What to work on
Return all the lines below exactly as written. Drop every picture.

### Material for the task ###

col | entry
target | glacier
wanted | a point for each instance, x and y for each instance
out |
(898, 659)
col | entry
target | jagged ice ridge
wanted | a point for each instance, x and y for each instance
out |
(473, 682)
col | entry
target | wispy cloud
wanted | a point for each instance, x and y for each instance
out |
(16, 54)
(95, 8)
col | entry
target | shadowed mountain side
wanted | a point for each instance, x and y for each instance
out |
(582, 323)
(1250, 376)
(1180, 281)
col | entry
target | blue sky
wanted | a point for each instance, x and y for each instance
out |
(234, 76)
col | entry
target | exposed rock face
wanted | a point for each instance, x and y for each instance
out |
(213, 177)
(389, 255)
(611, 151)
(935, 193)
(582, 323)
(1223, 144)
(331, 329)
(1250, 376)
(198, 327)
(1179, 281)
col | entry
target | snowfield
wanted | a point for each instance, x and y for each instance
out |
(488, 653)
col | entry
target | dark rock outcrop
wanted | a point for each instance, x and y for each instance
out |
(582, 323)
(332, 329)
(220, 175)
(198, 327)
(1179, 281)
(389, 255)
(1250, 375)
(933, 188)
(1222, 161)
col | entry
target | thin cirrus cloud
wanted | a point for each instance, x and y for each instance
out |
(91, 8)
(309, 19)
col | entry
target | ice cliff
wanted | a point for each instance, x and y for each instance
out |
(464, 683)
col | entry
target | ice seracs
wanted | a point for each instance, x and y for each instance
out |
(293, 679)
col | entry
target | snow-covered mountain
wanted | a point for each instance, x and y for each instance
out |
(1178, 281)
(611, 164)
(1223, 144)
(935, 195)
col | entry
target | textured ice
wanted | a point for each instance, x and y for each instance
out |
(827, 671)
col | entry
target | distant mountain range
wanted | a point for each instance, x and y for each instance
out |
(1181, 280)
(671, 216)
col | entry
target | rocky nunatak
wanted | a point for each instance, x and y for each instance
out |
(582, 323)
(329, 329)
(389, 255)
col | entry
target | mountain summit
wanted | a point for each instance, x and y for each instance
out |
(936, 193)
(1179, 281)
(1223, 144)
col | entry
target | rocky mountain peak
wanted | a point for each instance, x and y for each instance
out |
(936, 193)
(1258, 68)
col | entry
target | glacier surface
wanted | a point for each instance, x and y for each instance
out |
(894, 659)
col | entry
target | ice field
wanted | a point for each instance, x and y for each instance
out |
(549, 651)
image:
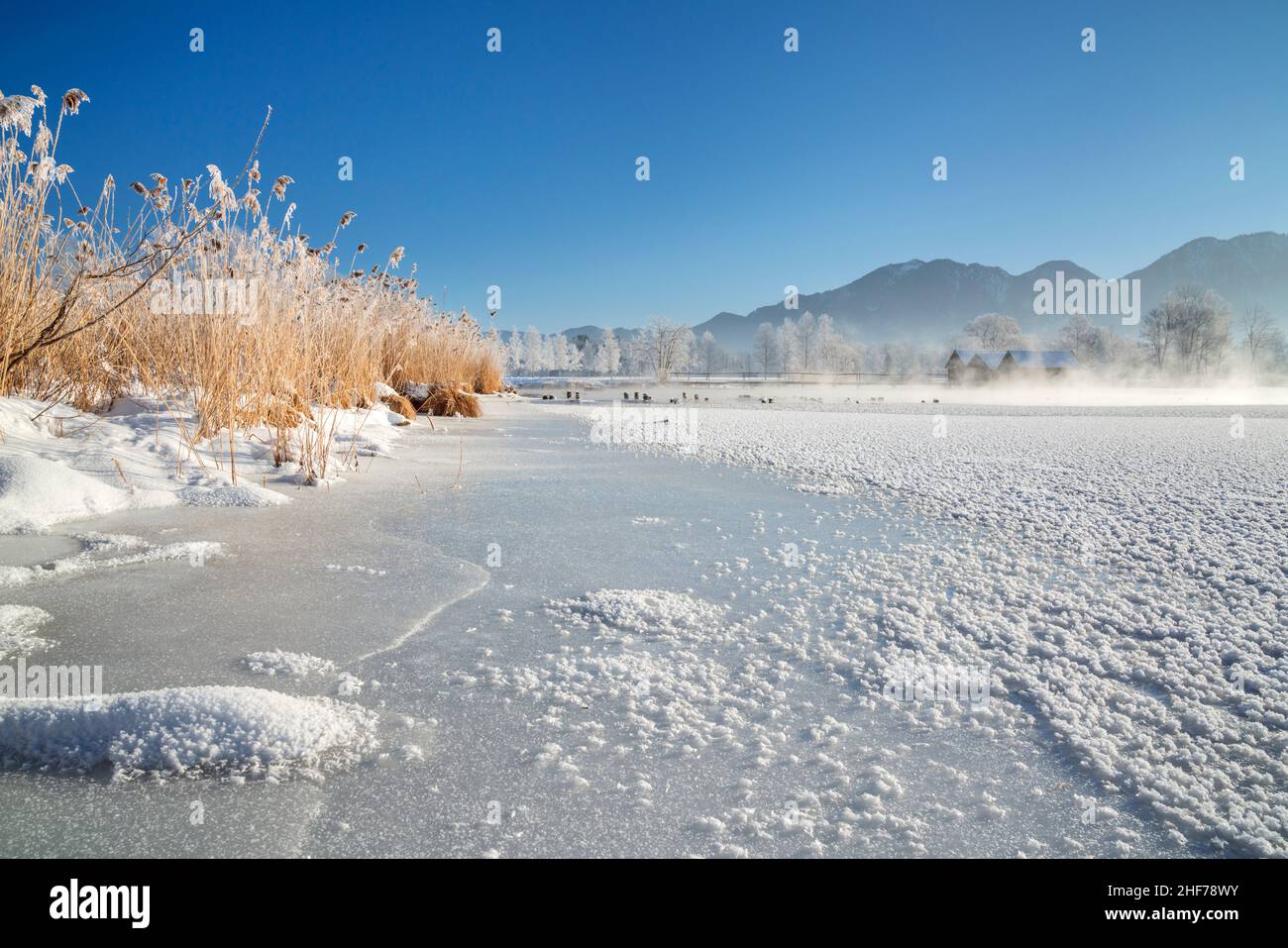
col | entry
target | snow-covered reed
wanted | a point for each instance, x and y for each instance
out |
(209, 298)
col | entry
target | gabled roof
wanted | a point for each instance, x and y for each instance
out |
(1046, 359)
(988, 360)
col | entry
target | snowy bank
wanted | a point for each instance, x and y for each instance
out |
(185, 730)
(59, 466)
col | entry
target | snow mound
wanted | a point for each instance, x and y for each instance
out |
(17, 630)
(290, 664)
(642, 610)
(196, 552)
(209, 730)
(37, 493)
(232, 496)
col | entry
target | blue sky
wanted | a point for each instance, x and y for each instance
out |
(518, 168)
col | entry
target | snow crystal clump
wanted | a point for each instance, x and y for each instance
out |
(642, 610)
(288, 664)
(17, 630)
(185, 732)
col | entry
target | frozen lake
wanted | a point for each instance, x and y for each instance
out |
(592, 649)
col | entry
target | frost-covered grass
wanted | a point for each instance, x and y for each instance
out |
(59, 466)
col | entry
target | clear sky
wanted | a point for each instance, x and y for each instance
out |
(768, 167)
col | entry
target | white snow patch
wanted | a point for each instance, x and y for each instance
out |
(288, 664)
(18, 626)
(249, 732)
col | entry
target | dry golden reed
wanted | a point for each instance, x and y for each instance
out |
(210, 299)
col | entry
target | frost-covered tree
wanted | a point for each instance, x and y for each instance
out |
(708, 355)
(789, 347)
(533, 352)
(805, 334)
(666, 347)
(608, 353)
(765, 348)
(514, 350)
(992, 331)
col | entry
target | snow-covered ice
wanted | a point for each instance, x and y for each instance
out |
(185, 730)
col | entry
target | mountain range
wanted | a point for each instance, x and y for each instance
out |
(930, 300)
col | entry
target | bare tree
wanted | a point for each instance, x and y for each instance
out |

###

Result of the task
col | entry
target | glacier
wanted | a point for each instance, x and y for each instance
out |
(898, 659)
col | entry
target | jagged ice ridge
wanted | a point for each instance, x and y for each instance
out |
(473, 682)
col | entry
target | wispy cloud
wanted | a point for each instance, x and y for each instance
out |
(16, 54)
(95, 8)
col | entry
target | shadowed mountain side
wanted | a point for each instance, x and y for each instance
out |
(582, 323)
(1250, 376)
(1180, 281)
col | entry
target | blue sky
wanted | a point for each instance, x and y for each instance
out |
(234, 76)
col | entry
target | exposed rock face
wanted | a point for each instance, x and y for each instance
out |
(213, 177)
(389, 255)
(611, 151)
(935, 193)
(582, 323)
(1223, 144)
(331, 329)
(1250, 376)
(198, 327)
(1179, 281)
col | entry
target | snowfield
wanted | a point for each instance, x and y for each instance
out |
(488, 653)
col | entry
target | dark rock outcrop
wanted | a point for each instance, x and y for each instance
out |
(582, 323)
(332, 329)
(220, 175)
(198, 327)
(1179, 281)
(389, 255)
(1250, 375)
(933, 188)
(1222, 161)
col | entry
target | thin cirrus cloud
wanted | a point for each instance, x and y for each instance
out |
(91, 8)
(309, 19)
col | entry
target | ice cliff
wanted | a point for each instance, x and y for each instance
out |
(464, 683)
col | entry
target | ice seracs
wanted | a point for each instance, x and y for each instance
out |
(293, 679)
col | entry
target | snow-covered mountain
wanted | a point for each instance, x and y for each instance
out |
(1178, 281)
(611, 164)
(1223, 144)
(935, 195)
col | entry
target | textured ice
wanted | a point for each instance, x and y for each instance
out |
(827, 671)
col | entry
target | distant mountain range
wanted | a point for each instance, x and y for each instance
out |
(1181, 280)
(671, 216)
col | entry
target | rocky nunatak
wanted | a point for each instance, x and y for each instance
out |
(582, 323)
(329, 329)
(389, 255)
col | entry
target | mountain summit
wanted | a point for each instance, x and y for each instance
out |
(936, 193)
(1179, 281)
(1223, 144)
col | entry
target | rocky mountain peak
wanted | a point for each instance, x and y for each instance
out |
(936, 193)
(1258, 68)
col | entry
target | glacier surface
wanted | a point for each instance, x and y for each instance
out |
(894, 659)
col | entry
target | ice field
wanted | a point for each instance, x and y for each instance
out |
(549, 651)
image:
col | entry
target | snow-covered reed
wanted | a point for each instance, x and y for each instance
out |
(209, 298)
col | entry
target | gabled roof
wanted | a point for each instance, x and y for each instance
out |
(1046, 359)
(988, 360)
col | entry
target | snowy bank
wanted | a point for each instance, x and y for each instance
out |
(185, 730)
(59, 466)
col | entry
target | snow mound
wanted | a point for each instance, x and y for each instance
out |
(17, 630)
(290, 664)
(642, 610)
(196, 552)
(209, 730)
(37, 493)
(232, 496)
col | entry
target | blue sky
wanted | a point for each instance, x and y for each instance
out |
(518, 168)
col | entry
target | snow crystal clump
wanted | a point for each instance, x and y for each instance
out |
(642, 610)
(288, 664)
(17, 630)
(185, 732)
col | entry
target | frozen lake
wanted | a point for each instance, x and y for each instance
out |
(592, 649)
col | entry
target | frost-covered grass
wanted | a point for each instance, x and y for each instance
out |
(59, 466)
col | entry
target | clear sky
wanted | a point for each instance, x and y for each instance
out |
(768, 167)
col | entry
target | white snow patch
wanted | a point for each instance, x and y for each instance
out |
(288, 664)
(18, 626)
(249, 732)
col | entry
target | dry golden reed
wanted | a point for each instance, x and y for each instance
out |
(210, 299)
col | entry
target | frost-covered tree
wanted | a point for each instance, x and y for each instance
out |
(708, 355)
(789, 347)
(533, 352)
(805, 334)
(666, 347)
(608, 353)
(765, 348)
(514, 350)
(992, 331)
col | entry
target | snow-covered ice
wanted | a point for each instance, x and y for each instance
out |
(185, 730)
col | entry
target | mountain range
wanted | a point for each instance, x and y for each instance
out |
(930, 300)
col | entry
target | bare tree
wanted | a point for each instance, x and y for each instance
out |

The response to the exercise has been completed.